■ What this task involves: Rewrite all of the records below as a numbered list with one line per item, skipping any blank lines.

☆ ☆ ☆ ☆

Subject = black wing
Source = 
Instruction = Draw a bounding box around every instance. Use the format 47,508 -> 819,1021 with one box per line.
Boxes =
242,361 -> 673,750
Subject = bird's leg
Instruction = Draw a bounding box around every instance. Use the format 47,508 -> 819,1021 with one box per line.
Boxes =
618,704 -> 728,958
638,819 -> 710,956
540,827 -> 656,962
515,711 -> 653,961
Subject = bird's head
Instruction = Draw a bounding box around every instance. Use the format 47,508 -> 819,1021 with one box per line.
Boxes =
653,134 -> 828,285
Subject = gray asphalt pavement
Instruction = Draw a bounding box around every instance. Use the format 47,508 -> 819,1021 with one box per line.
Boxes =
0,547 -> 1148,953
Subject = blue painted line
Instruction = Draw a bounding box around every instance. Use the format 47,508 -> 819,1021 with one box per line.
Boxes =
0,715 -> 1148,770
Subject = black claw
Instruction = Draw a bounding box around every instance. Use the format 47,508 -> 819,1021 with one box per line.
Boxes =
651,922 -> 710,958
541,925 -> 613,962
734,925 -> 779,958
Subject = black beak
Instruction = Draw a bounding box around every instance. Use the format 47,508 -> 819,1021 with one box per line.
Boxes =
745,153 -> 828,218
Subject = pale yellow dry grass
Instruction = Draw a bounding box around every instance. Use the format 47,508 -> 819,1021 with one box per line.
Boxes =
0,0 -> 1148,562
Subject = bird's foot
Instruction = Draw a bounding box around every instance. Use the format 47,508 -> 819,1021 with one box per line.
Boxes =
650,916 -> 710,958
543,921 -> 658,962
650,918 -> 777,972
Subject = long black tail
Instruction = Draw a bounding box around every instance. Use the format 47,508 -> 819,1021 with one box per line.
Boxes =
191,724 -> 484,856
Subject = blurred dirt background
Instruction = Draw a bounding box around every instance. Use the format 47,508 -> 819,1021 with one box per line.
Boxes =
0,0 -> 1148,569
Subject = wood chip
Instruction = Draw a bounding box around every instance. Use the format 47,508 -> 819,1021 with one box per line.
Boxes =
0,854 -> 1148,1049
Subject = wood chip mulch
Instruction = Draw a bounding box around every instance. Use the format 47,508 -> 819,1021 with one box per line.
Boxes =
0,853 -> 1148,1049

☆ ☆ ☆ ☆

■ Solution to this exercise:
1. Subject = black wing
2. Source = 
3. Instruction = Draw a bounding box around every instance. Use the format 47,508 -> 819,1021 with one box per line.
4. Boxes =
5. 242,361 -> 673,750
6. Subject = bird's leg
7. Instruction = Draw a bounding box around every instance. Use the format 47,508 -> 819,1021 with one box per line.
8. Boxes =
9. 618,704 -> 728,958
10. 638,819 -> 710,956
11. 540,827 -> 656,962
12. 515,711 -> 653,961
13. Subject = bird's head
14. Instruction = Draw a bounding box around every instance. Use the format 47,508 -> 819,1021 with one box per line.
15. Boxes =
16. 653,134 -> 828,285
17. Subject = gray asphalt pavement
18. Instruction = Draw a bounding box around every instance. Use the format 47,508 -> 819,1021 with one box per line.
19. Boxes =
20. 0,547 -> 1148,953
21. Subject = blue painted line
22. Instruction = Draw a bounding box around every instance. Use the format 47,508 -> 819,1021 with one box per line.
23. Boxes =
24. 0,715 -> 1148,770
25. Subject = black claw
26. Instruction = Draw a bounding box around every instance. Use the format 47,508 -> 819,1021 with one box per line.
27. Boxes =
28. 651,922 -> 710,958
29. 541,925 -> 613,962
30. 734,925 -> 779,958
31. Subject = black beak
32. Instruction = Draw a bounding box around every instance. Use the format 47,508 -> 819,1021 with one box per line.
33. Boxes =
34. 745,153 -> 828,218
35. Subject = pale yellow dry grass
36. Instruction = Draw a bounding box around every instance. Use the format 47,508 -> 819,1021 with one box per line.
37. Boxes =
38. 0,0 -> 1148,562
39. Subject = bird's foot
40. Instruction = Draw a bounding box around every instance. Use the format 47,508 -> 819,1021 with one box per line.
41. Boxes =
42. 650,916 -> 710,958
43. 543,921 -> 658,962
44. 650,918 -> 777,972
45. Subject = long black tail
46. Instruction = Draw a bounding box around every instance. Use the format 47,508 -> 819,1021 with one box per line.
47. Boxes =
48. 191,724 -> 484,856
49. Subject = blurred dirt background
50. Instruction = Draw a bounding box around every instance. Use the format 47,508 -> 819,1021 with one box per line.
51. Boxes =
52. 0,0 -> 1148,569
53. Subject = wood chip
54. Instruction = Draw a bounding box around every instance. Use the format 47,508 -> 819,1021 with one box per line.
55. Boxes =
56. 0,854 -> 1148,1049
57. Subject = wood chip mulch
58. Instruction = Draw a bounding box around every instance. Use the format 47,508 -> 819,1021 with one box per line.
59. Boxes =
60. 0,853 -> 1148,1049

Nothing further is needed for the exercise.